_Exercise 1_. Output the passage of the engine strategy document from "- **0.3.2** Engine" up to and including "data quality tooling.".
_Exercise 2_.
Answer these questions about the engine strategy document:
(a) Which engine is named as the primary engine for Phase 1?
(b) What does the legend say "Custom" means?
(c) Via what can DataFusion be embedded as a library?

_Source passage_.
========================

# Engine Strategy & Delegation Matrix (Phase 1)
This document implements Phase 1 stories:
- **0.3.1** Define Polars delegation boundaries (what stays, what goes)
- **0.3.2** Engine selection strategy (Polars default; DataFusion optional)
Scope: **Phase 1 ships as a cargo library**. We optimize for a stable, ergonomic Rust API and integrated data quality tooling.
## Decision summary (Phase 1)
- **Primary engine**: **Polars (Rust)** for single-node DataFrame execution (LazyFrame + expressions).
- **Optional engine**: **DataFusion** *only* if/when SQL completeness becomes a product requirement (behind a feature flag).
- **Custom connectors**: Excel (and other non-Arrow-native formats) remain **custom** until proven “good enough” via Polars ecosystem support.
Rationale:
- Our Phase 1 differentiators (**#6 Ergonomics**, **#10 Data Quality/Profiling**) sit *above* the compute engine and ship fastest with **one default engine**.
- DataFusion is excellent for SQL-first systems and can be embedded as a library (via `SessionContext`), but adding it early increases surface area and maintenance.
## Delegation matrix (what engine does what)
Legend:
- **Prefer** = default choice for Phase 1
- **Optional** = supported only behind a feature flag or only if required
- **Custom** = we own implementation / adapter
### Ingestion & IO
| CSV read | Prefer | Optional | | Both are strong; choose Polars-first to keep one engine. |
| Parquet read | Prefer | Optional | | Both are strong; Polars-first. |
| JSON read (records / NDJSON) | Prefer (validate shapes) | Optional (validate) | Fallback if needed | Validate your JSON shapes; Polars usually better for DataFrame workflows. |
| Deeply nested JSON/Parquet | Partial | Partial | Fallback if needed | Phase 1: don’t promise deep nesting beyond what engine supports; document limits. |
| Excel read: `.xlsx` single-sheet | Maybe | No | Prefer | Validate Polars ecosystem; if not robust, keep current custom Excel reader. |
| Excel read: multi-tab | Maybe | No | Prefer | Multi-sheet is frequently “custom connector” territory in Rust. |
| Excel read: legacy `.xls` | Unlikely | No | Prefer | Treat legacy as custom; define a support policy. |
| Object store reads (S3/GCS/Azure) | Partial / evolving | Better ecosystem fit | Optional | Phase 1: keep object store connector behind a feature; don’t block Phase 1 on this. |
### Transformations (DataFrame operations)
| filter / select / with_columns | Prefer | Optional | | Express everything as Polars expressions when possible. |
| group_by / aggregation | Prefer | Optional | | Prefer Polars; ensure behavior differences (nulls, types) are documented. |
| joins | Prefer | Optional | | Prefer Polars; spill-to-disk is “later/backlog.” |
| sorting | Prefer | Optional | | Prefer Polars. |
| UDFs | Use sparingly | Use sparingly | | Prefer vectorized expressions; UDFs hurt performance and portability. |
### SQL (user-facing)

========================

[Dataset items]
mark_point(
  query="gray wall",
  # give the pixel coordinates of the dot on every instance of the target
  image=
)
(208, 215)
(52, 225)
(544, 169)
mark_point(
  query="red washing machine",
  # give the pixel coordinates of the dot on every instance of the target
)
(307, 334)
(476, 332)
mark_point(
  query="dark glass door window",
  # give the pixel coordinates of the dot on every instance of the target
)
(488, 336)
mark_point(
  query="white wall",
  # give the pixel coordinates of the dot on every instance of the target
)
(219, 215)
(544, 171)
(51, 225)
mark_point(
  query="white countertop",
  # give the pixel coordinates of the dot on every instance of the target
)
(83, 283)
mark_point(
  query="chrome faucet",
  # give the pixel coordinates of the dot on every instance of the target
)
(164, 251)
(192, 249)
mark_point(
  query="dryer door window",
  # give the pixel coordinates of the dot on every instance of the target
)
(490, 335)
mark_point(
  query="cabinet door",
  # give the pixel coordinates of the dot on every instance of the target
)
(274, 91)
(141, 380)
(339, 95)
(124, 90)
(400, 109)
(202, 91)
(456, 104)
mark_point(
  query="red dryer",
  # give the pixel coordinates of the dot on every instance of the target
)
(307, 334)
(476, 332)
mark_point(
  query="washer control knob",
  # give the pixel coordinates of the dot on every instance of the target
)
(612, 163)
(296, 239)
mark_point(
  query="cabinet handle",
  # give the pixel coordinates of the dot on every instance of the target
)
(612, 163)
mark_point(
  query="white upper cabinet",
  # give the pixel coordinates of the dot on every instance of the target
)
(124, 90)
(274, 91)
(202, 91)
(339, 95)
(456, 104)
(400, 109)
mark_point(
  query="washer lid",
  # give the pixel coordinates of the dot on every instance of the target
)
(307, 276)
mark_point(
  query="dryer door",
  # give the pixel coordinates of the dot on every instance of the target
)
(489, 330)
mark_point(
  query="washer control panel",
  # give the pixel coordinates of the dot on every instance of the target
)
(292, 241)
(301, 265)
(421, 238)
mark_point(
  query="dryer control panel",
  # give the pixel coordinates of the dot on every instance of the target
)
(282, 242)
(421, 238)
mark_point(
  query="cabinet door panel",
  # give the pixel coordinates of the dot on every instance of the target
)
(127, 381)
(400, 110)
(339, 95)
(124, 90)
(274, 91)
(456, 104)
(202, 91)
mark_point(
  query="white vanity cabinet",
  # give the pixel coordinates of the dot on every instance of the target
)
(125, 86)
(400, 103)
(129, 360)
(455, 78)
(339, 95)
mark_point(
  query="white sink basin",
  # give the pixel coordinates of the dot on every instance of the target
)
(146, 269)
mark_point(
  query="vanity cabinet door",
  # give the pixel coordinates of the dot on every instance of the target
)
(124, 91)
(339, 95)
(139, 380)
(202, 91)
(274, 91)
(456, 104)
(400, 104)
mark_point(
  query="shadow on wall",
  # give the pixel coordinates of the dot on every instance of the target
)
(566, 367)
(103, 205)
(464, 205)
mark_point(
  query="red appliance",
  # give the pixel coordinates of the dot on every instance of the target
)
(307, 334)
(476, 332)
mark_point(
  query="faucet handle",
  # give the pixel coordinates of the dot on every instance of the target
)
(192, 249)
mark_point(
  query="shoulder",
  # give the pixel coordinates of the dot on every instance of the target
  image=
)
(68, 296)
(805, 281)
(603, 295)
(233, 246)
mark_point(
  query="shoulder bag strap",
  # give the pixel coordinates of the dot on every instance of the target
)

========================

_Right answer 1_.
- **0.3.2** Engine selection strategy (Polars default; DataFusion optional)
Scope: **Phase 1 ships as a cargo library**. We optimize for a stable, ergonomic Rust API and integrated data quality tooling.

_Right answer 2_.
(a) Polars (Rust)
(b) We own implementation / adapter
(c) `SessionContext`